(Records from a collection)
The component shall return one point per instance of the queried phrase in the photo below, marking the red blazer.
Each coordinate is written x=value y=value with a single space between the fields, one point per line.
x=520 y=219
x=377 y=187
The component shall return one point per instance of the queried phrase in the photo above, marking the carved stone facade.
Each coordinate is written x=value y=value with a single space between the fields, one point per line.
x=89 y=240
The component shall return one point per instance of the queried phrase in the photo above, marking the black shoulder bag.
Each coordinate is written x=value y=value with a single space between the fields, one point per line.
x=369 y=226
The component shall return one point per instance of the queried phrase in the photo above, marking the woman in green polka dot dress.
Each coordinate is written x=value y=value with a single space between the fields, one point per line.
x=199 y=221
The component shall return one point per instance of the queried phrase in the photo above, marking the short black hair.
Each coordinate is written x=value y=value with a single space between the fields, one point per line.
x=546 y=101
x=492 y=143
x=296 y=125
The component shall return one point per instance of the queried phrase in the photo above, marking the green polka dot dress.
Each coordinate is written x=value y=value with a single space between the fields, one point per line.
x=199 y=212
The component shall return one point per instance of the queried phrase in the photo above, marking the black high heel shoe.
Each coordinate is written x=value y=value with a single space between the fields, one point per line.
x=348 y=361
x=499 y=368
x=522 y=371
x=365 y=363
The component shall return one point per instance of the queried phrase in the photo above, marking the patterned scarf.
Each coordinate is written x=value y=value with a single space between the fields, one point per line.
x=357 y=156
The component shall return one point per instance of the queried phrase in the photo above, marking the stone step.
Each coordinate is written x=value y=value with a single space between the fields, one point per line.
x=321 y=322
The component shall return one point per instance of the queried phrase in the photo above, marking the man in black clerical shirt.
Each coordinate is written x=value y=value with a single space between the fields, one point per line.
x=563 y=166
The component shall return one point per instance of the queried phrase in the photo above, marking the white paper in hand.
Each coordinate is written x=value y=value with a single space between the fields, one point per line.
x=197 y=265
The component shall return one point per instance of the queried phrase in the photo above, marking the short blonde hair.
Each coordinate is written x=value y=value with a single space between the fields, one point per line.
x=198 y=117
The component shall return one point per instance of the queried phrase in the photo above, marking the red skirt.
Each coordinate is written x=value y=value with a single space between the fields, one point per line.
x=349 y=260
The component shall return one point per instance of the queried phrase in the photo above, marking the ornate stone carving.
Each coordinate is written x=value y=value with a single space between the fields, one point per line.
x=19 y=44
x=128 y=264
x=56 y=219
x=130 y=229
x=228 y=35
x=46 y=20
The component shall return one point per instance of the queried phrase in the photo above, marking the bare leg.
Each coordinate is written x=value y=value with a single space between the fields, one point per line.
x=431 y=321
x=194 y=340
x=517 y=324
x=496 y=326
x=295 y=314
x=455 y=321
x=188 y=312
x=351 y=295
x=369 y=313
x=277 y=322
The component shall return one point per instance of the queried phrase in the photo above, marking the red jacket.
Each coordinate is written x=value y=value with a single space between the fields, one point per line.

Problem requirements: Copy the whole listing above word for word, keeping every line as it is.

Answer to this task:
The component shall return one point per instance of the queried phrase in the photo below, marking the red blazer.
Each coordinate is written x=value y=value with a single space between the fields, one point per line.
x=520 y=219
x=377 y=187
The component shall return one point per instance of the queried phrase in the photo above, marking the carved stone facade.
Each coordinate is written x=value y=value with a single space between the fields, one point per line.
x=89 y=240
The component shall return one point per instance of the queried phrase in the photo above, marking the black shoulder bag.
Each coordinate is written x=value y=value with a single space between the fields, one point per line.
x=369 y=226
The component shall return one point per instance of the queried phrase in the photo above, marking the woman in green polka dot dress.
Each coordinate is written x=value y=value with a single space between the fields, one point per line.
x=199 y=221
The component shall return one point per instance of the queried phrase in the photo above, marking the short black hair.
Each coordinate is written x=value y=value with a single space between the fields, one point per line.
x=546 y=101
x=492 y=143
x=296 y=125
The component shall return one point per instance of the queried phrase in the photo above, marking the green polka dot dress.
Each coordinate is written x=value y=value with a single space between the fields, one point per line.
x=199 y=212
The component shall return one point per instance of the queried phrase in the photo above, marking the black high heel shoe.
Each coordinate is written x=value y=value with a single space between the fields, one point per line.
x=348 y=361
x=499 y=368
x=522 y=371
x=365 y=363
The component shall return one point per instance of the queried phrase in the photo above, marking the patterned scarf.
Each coordinate is written x=value y=value with a single space between the fields, one point per line.
x=357 y=156
The component shall return one point per instance of the queried phrase in the photo above, marking the stone step.
Each coordinate is written x=value y=value with a single space between the fields, one point per line.
x=321 y=322
The component shall return one point per instance of the queried phrase in the photo above, marking the man in black clerical shirt.
Each coordinate is written x=value y=value with a single space between the fields, one point per line.
x=563 y=166
The component shall return one point per instance of the queried phrase in the photo above, marking the white paper in hand.
Each coordinate is written x=value y=value with a single space between the fields, one point per line.
x=197 y=265
The component shall return one point per instance of the queried phrase in the photo above, marking the short blonde hair.
Each coordinate is written x=value y=value with a single space between the fields, one point per line.
x=198 y=117
The component shall return one point per instance of the queried phrase in the photo above, marking the red skirt.
Each coordinate is written x=value y=value with a single space between the fields, one point per line.
x=349 y=260
The component shall return one point per instance of the queried phrase in the photo above, marking the ornate stone carving.
Each coordinate is written x=value y=value with a single space between the fields, one point per line.
x=19 y=44
x=128 y=264
x=56 y=219
x=130 y=229
x=228 y=35
x=46 y=20
The component shall return one point per instance of the queried phrase in the photo above, marking the bare leg.
Each coordinate is written x=value y=value with a single space between the fields, one point per line.
x=431 y=321
x=194 y=340
x=517 y=324
x=496 y=326
x=295 y=314
x=455 y=321
x=188 y=312
x=351 y=295
x=369 y=313
x=277 y=322
The component shall return one point per instance of the queried phrase in the photo above, marking the red jacket.
Each coordinate is written x=value y=value with a single space between the fields, one point per line.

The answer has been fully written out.